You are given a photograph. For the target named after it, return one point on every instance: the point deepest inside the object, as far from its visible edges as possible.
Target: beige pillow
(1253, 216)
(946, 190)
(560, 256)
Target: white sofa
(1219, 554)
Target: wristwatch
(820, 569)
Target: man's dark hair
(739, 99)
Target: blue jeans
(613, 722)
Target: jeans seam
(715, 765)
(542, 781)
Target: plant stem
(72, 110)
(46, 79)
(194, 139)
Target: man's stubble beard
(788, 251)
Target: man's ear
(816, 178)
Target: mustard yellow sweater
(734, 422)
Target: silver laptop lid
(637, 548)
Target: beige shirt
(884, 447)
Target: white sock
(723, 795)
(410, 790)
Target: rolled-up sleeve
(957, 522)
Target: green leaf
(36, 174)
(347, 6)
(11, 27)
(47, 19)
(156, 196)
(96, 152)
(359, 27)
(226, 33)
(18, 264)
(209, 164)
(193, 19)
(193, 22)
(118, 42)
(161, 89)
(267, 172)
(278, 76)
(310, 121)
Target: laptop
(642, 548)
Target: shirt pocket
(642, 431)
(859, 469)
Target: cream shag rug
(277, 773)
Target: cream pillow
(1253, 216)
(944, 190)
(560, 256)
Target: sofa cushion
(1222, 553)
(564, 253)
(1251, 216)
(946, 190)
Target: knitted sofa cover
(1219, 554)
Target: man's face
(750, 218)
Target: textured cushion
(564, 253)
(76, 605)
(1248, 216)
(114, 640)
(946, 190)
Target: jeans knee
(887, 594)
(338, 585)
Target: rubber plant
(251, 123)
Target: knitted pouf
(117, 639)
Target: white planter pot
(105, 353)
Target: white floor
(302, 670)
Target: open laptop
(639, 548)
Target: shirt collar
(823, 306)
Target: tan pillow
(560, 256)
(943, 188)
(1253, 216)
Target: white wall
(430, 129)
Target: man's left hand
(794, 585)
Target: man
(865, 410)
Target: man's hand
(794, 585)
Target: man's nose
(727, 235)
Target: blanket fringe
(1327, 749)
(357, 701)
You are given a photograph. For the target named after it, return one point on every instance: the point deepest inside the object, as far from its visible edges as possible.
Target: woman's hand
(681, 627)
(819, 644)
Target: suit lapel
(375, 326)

....

> WORK TO COMPLETE: Each line of the listing should be echoed back exactly.

> ANSWER FOR THIS EXERCISE:
You are given a photograph. For the target named after it, return one point on every instance: the point deepest inside the object, as far from its visible edges as possible.
Target: beige pillow
(1253, 216)
(946, 190)
(560, 256)
Target: white sofa
(1219, 554)
Target: wristwatch
(820, 569)
Target: man's dark hair
(739, 99)
Target: blue jeans
(613, 722)
Target: jeans seam
(715, 765)
(542, 781)
Target: plant stem
(72, 110)
(46, 79)
(194, 139)
Target: man's stubble beard
(788, 251)
Target: man's ear
(816, 178)
Target: mustard yellow sweater
(734, 422)
Target: silver laptop lid
(637, 548)
Target: beige shirt
(884, 447)
Target: white sock
(723, 795)
(410, 790)
Target: rolled-up sleeve
(957, 522)
Target: green leaf
(36, 174)
(347, 6)
(11, 27)
(47, 19)
(156, 196)
(96, 152)
(359, 27)
(226, 33)
(18, 264)
(209, 164)
(193, 19)
(193, 22)
(118, 42)
(161, 89)
(267, 172)
(278, 76)
(310, 121)
Target: laptop
(642, 548)
Target: shirt pocket
(642, 431)
(859, 469)
Target: cream shag rug
(277, 773)
Target: cream pillow
(1253, 216)
(944, 190)
(560, 256)
Target: sofa cushion
(1222, 553)
(564, 253)
(1251, 216)
(946, 190)
Target: knitted sofa cover
(1219, 554)
Target: man's face
(750, 218)
Target: textured cushion
(564, 253)
(76, 605)
(1248, 216)
(114, 640)
(946, 190)
Target: jeans knee
(887, 594)
(338, 585)
Target: rubber plant
(251, 123)
Target: knitted pouf
(117, 639)
Target: white planter pot
(105, 353)
Target: white floor
(302, 670)
Target: open laptop
(639, 548)
Target: shirt collar
(823, 306)
Target: tan pillow
(560, 256)
(943, 188)
(1253, 216)
Target: white wall
(430, 129)
Target: man's left hand
(794, 585)
Target: man
(865, 410)
Target: man's hand
(794, 585)
Target: man's nose
(727, 235)
Target: blanket fringe
(1327, 749)
(357, 701)
You are given a photograph. For the target named after it, return one point on every instance: the point deepest inside the object, as far from its visible edges as possible.
Target: woman's hand
(681, 627)
(819, 644)
Target: suit lapel
(375, 326)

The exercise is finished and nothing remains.